Hier ein Landschaftslink: www.eifel.info/a-ferschweiler-plateau

Ein halbes Jahr nach dem Verlust unseres Reisegeldes erhielten wir einen Brief von der deutschen Botschaft in Paris. Er enthielt das leere Portemonnaie und einen Scheck der Bank Louis Dreyfus. Auf diesem Scheck war genau der umgerechnete Betrag unserer verlorenen Geldtasche verzeichnet, die ich an der Autobahn verbummelt hatte, sogar die Luxemburger Währung zusammen etwa zweihundertfünfzig DM. (Achja, der Zettel der Reinigung war auch noch mit in der Post.) Wir haben nie erfahren, wer die Börse gefunden hatte. Am Abend sind wir dann chic essen gegangen, was sonst? Wo? In Bonn? Chez Wolf! Bien-sûr! Da das Geld längst aus dem Haushalt verschwunden war, nahmen wir aus dem Restaurant nur noch das Taxigeld mit. Der Fahrer erhielt nur das Fahrgeld. Trinkgeld schien für Taxifahrer eh nicht angebracht. Hatten auch keins mehr gehabt.

· · · · · · ·

## Gestellte Aufgabe A
Ermittle jede Zeile der Einträge, in der die Zeichenfolge „floor“ vorkommt, und gib diese Zeilen unverändert wieder.

## Einträge zur Markierung von Objektpositionen
· · · · · · ·

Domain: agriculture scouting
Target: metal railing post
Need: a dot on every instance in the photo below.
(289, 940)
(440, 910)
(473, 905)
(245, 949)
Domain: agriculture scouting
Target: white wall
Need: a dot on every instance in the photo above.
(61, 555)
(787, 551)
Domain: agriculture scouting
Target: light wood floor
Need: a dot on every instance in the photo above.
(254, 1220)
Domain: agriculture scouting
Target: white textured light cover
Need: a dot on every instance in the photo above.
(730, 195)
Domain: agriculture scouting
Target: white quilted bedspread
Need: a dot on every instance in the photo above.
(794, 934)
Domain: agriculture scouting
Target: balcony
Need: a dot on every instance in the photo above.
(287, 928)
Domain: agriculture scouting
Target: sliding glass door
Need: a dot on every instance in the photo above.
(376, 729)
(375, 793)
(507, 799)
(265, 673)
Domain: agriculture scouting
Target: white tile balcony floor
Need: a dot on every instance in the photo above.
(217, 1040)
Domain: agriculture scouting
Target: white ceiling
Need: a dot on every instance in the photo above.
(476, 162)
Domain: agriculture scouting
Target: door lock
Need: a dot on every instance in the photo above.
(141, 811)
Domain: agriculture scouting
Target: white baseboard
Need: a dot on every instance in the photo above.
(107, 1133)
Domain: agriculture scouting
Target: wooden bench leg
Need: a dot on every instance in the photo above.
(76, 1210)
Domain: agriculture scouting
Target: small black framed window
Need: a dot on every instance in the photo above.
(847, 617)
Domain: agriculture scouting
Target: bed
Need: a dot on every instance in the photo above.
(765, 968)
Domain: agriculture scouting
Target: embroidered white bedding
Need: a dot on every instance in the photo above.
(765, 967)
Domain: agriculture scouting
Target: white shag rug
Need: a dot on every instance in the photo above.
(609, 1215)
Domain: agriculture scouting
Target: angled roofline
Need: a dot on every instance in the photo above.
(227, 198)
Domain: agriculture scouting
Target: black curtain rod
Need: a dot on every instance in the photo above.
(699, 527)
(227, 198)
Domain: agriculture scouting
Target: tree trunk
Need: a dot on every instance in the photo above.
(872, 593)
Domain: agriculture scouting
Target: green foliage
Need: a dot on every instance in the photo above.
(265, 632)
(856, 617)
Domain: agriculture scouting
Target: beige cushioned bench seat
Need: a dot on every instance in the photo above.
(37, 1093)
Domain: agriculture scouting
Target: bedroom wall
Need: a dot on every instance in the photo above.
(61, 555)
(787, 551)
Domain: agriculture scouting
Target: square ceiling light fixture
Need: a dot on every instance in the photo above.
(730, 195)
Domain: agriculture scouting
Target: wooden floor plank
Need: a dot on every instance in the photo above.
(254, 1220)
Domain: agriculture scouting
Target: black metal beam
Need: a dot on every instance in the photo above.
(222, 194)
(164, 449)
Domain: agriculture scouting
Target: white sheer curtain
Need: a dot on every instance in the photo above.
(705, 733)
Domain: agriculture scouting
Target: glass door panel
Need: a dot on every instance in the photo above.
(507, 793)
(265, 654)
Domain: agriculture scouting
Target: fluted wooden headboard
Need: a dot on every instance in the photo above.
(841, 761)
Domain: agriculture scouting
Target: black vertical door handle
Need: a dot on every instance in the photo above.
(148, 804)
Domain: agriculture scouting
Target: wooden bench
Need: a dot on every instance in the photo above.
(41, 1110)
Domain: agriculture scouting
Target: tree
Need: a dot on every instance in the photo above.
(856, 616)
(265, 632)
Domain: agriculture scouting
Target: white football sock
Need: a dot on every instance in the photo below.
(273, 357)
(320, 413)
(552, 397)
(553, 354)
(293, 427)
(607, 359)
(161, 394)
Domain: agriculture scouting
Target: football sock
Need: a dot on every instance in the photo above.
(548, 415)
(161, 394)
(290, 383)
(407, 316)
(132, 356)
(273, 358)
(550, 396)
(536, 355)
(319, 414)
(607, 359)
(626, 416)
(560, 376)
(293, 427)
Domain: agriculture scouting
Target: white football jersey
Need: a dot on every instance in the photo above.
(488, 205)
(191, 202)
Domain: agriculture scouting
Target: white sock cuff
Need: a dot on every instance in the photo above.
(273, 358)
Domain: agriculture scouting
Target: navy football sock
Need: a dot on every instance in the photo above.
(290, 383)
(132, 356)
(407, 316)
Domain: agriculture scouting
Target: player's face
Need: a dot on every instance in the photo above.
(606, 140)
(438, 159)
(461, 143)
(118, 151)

· · · · · · ·

## Gestellte Aufgabe B
Beantworte die folgenden Fragen zum vorliegenden Text kurz.
(i) Von welcher Stelle kam der Brief mit dem leeren Portemonnaie?
(ii) Welchem Gesamtbetrag in DM entsprach das verlorene Geld ungefähr?
(iii) In welchem Restaurant wurde am Abend gegessen?

## Lösung A
Target: light wood floor
Target: white tile balcony floor
Target: wooden floor plank

## Lösung B
(i) Von der deutschen Botschaft in Paris.
(ii) Etwa zweihundertfünfzig DM.
(iii) Im Restaurant Chez Wolf in Bonn.